**Task inputs**
--- start ---

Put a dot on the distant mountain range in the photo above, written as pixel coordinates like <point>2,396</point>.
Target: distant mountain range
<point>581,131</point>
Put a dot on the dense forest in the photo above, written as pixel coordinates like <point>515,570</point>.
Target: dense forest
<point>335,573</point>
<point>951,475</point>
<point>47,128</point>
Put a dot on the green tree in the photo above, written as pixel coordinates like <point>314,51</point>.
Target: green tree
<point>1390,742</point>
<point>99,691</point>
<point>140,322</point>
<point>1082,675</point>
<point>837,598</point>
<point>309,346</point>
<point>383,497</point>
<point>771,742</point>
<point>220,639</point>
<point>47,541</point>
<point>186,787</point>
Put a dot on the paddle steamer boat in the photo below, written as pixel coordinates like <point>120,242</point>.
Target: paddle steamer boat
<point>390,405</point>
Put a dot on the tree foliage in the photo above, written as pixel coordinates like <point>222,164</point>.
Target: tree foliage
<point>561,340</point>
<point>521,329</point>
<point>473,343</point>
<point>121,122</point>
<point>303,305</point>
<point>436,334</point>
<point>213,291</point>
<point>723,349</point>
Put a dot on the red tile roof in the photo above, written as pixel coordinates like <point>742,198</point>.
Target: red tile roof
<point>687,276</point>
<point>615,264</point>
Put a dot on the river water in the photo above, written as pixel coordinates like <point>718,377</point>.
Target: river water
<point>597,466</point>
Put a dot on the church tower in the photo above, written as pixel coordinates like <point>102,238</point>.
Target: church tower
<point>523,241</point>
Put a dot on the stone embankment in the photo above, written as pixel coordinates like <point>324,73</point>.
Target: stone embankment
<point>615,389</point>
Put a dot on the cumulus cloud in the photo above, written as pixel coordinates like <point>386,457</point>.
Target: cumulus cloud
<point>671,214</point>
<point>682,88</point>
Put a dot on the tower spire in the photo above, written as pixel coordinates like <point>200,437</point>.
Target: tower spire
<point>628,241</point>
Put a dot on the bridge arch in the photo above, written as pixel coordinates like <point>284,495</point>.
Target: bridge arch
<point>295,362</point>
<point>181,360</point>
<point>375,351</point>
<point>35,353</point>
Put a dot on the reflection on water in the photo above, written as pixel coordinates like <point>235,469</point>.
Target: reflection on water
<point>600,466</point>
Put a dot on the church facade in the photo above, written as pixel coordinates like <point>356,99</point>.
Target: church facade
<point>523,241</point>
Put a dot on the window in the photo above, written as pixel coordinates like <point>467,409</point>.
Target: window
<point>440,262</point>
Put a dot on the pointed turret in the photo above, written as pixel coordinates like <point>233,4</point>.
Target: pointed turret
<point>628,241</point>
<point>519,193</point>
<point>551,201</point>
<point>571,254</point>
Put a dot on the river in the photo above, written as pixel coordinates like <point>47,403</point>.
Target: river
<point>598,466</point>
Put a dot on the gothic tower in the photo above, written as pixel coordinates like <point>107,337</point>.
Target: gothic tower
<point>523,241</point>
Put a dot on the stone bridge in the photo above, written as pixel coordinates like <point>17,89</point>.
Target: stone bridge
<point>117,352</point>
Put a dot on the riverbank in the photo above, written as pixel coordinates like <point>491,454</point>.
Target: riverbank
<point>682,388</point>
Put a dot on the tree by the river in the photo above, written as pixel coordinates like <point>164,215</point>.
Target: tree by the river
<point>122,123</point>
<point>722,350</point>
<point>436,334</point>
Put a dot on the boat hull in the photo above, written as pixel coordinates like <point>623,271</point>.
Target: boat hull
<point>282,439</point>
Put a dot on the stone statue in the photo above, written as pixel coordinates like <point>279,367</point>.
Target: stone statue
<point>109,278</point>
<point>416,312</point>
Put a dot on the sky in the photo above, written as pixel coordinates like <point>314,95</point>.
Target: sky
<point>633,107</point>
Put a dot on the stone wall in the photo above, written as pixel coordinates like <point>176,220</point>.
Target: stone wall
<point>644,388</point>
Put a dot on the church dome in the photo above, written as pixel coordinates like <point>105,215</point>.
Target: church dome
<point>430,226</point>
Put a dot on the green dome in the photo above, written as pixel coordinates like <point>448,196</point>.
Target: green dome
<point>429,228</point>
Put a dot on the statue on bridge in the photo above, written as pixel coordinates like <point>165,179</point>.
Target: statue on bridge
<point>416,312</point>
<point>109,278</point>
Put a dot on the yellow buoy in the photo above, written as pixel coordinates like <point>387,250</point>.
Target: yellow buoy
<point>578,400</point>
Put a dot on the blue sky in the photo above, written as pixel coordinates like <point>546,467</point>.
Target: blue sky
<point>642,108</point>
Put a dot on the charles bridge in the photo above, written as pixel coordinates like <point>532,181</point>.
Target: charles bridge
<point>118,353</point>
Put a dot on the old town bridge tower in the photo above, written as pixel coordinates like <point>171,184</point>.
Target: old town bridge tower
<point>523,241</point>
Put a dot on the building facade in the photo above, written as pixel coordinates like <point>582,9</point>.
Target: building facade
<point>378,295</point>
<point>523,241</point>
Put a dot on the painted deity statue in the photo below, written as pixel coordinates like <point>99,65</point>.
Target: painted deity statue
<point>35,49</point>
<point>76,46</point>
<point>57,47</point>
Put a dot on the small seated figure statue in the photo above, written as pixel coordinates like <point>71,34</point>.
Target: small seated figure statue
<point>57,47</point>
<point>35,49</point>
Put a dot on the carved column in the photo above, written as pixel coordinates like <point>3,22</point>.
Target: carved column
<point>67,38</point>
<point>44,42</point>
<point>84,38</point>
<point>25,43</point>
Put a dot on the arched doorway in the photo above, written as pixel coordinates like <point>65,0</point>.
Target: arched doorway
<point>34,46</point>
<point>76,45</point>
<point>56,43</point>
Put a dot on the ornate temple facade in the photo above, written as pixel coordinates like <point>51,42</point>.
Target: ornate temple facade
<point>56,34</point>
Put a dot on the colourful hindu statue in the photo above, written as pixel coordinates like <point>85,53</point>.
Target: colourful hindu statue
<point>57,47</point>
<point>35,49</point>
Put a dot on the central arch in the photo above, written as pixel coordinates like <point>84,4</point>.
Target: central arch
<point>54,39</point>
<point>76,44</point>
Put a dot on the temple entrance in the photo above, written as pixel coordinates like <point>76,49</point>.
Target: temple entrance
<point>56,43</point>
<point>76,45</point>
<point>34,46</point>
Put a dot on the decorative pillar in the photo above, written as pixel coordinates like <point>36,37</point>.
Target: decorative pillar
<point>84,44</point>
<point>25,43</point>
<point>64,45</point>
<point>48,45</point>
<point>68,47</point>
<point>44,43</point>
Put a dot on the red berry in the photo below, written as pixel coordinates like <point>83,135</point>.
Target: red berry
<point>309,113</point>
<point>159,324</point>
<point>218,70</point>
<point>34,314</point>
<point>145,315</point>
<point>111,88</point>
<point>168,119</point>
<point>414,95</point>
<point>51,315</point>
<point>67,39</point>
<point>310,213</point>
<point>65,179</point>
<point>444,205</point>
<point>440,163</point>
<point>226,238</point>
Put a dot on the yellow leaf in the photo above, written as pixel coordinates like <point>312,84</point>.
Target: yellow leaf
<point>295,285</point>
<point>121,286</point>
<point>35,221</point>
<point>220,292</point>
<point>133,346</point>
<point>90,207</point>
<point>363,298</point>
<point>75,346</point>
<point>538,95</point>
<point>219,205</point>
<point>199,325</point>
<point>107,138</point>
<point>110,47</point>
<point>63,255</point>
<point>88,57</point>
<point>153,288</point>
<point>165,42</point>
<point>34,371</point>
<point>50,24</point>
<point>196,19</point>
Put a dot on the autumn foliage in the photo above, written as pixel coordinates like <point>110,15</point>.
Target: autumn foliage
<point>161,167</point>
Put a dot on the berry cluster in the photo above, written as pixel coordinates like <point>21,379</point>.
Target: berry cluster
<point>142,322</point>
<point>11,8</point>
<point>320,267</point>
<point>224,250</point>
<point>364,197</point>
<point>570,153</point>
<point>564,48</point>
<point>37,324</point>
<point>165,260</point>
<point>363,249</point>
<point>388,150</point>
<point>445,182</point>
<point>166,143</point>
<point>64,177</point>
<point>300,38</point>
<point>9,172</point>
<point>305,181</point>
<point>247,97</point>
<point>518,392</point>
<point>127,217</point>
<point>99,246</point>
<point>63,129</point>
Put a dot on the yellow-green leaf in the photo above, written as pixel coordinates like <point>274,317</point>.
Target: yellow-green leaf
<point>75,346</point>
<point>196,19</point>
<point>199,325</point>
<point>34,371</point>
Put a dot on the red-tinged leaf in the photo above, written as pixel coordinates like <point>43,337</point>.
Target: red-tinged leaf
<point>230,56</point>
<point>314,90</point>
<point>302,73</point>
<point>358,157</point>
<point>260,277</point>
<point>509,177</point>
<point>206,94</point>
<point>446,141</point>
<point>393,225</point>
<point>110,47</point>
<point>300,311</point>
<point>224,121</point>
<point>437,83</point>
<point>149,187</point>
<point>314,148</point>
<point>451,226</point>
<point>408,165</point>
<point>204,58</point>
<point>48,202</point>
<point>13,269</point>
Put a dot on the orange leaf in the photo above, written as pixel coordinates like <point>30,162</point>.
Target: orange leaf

--- end ---

**Exercise**
Starting at the line containing "Put a dot on the carved" and ending at the line containing "<point>226,238</point>", output only those lines of the records, scaling every answer's point coordinates by 0.35 and rounding to whole numbers with halves going up. Keep the other lines as they are, including the sample coordinates they contain.

**Problem solution**
Put a dot on the carved column in the photo above, written as pixel coordinates like <point>3,22</point>.
Target: carved column
<point>23,13</point>
<point>15,15</point>
<point>29,13</point>
<point>9,15</point>
Put a dot on the arched doorway in the photo above, written as pixel coordinates like <point>65,0</point>.
Target: arched doorway
<point>12,16</point>
<point>27,16</point>
<point>20,15</point>
Put a dot on the ornate temple facade in the photo above, written as pixel coordinates like <point>51,42</point>.
Target: ornate temple facade
<point>20,12</point>
Put a dot on the colourful hindu statue in the photo above, written as pixel coordinates like <point>85,53</point>.
Target: colourful hindu statue
<point>20,16</point>
<point>12,17</point>
Put a dot on the central arch in the photo above, written as pixel coordinates like <point>84,4</point>.
Target: central arch
<point>19,14</point>
<point>27,15</point>
Put a dot on the temple entrance in the photo above, written as pixel coordinates like <point>76,49</point>.
Target: temple entrance
<point>20,15</point>
<point>27,16</point>
<point>12,16</point>
Put a dot on the decorative pillar in the photo above, written as pixel coordinates like <point>36,37</point>.
Target: decorative pillar
<point>29,15</point>
<point>9,15</point>
<point>22,16</point>
<point>17,16</point>
<point>24,16</point>
<point>15,15</point>
Put a dot on the red berry in the photo below, written as pixel coordinates like <point>83,135</point>.
Target: red berry
<point>108,40</point>
<point>56,113</point>
<point>76,25</point>
<point>12,110</point>
<point>51,110</point>
<point>39,31</point>
<point>59,42</point>
<point>145,33</point>
<point>18,110</point>
<point>23,14</point>
<point>109,75</point>
<point>23,63</point>
<point>155,72</point>
<point>154,57</point>
<point>79,83</point>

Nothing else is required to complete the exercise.